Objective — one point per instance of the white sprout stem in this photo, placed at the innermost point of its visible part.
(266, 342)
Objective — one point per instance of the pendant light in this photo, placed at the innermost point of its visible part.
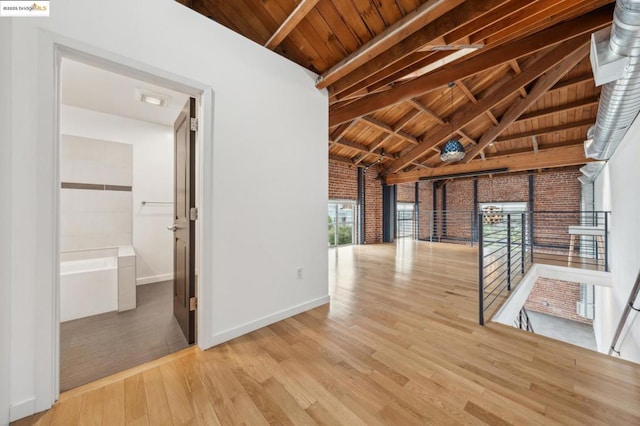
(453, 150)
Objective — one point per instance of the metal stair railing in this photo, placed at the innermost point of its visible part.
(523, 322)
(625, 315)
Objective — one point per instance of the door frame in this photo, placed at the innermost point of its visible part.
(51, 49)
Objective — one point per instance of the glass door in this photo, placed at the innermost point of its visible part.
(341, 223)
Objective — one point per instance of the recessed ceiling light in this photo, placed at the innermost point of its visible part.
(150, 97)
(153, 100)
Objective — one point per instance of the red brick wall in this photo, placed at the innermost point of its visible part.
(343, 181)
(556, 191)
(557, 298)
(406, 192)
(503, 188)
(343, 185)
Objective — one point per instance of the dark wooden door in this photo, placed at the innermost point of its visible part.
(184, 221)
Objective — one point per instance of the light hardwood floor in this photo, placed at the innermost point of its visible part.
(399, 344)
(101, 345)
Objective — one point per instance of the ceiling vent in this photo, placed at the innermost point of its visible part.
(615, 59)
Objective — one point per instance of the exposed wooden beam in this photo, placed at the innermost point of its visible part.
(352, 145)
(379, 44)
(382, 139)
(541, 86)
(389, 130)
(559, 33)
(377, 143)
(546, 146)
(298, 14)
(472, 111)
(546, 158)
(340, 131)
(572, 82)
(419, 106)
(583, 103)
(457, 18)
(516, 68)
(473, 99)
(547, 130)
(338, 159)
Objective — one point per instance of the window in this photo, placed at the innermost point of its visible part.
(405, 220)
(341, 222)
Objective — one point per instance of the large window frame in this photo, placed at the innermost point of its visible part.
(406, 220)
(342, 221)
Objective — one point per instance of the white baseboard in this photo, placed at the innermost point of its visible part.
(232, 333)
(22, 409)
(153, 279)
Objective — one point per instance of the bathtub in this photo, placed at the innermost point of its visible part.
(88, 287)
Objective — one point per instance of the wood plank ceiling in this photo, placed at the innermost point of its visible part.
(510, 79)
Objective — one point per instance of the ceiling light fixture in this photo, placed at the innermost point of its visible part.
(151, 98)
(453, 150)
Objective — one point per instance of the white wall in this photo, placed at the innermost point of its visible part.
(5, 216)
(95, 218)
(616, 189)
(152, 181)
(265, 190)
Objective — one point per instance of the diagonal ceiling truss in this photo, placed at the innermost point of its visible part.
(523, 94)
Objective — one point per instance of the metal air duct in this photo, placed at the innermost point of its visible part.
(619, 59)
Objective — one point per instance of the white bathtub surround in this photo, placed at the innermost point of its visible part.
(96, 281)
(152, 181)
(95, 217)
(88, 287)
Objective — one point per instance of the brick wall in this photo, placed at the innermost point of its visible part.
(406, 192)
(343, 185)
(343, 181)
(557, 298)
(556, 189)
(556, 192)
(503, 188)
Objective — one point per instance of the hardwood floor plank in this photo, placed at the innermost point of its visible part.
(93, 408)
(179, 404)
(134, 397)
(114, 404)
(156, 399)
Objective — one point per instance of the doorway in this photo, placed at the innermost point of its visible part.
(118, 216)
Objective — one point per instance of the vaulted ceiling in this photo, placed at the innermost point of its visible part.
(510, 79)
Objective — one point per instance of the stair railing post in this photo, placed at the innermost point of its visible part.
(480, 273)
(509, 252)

________________________________________

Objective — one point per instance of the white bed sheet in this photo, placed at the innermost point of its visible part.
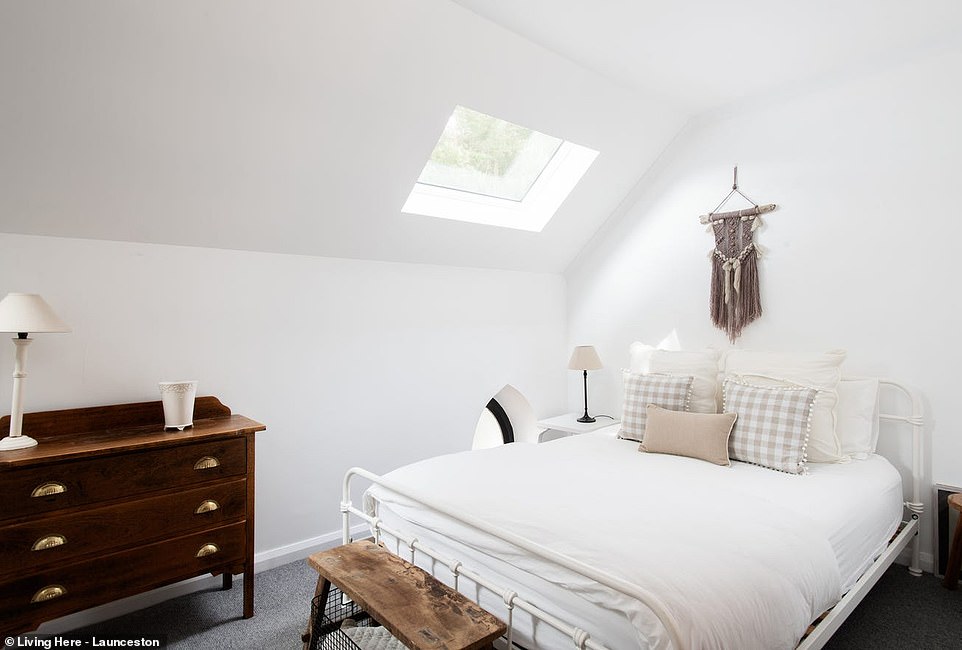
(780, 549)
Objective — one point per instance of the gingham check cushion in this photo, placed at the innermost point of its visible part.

________________________________________

• **Description of the task**: How many lines of the listing contain the string "bathtub"? Matching is case-sensitive. Reply with the number alone.

• **Output below**: 2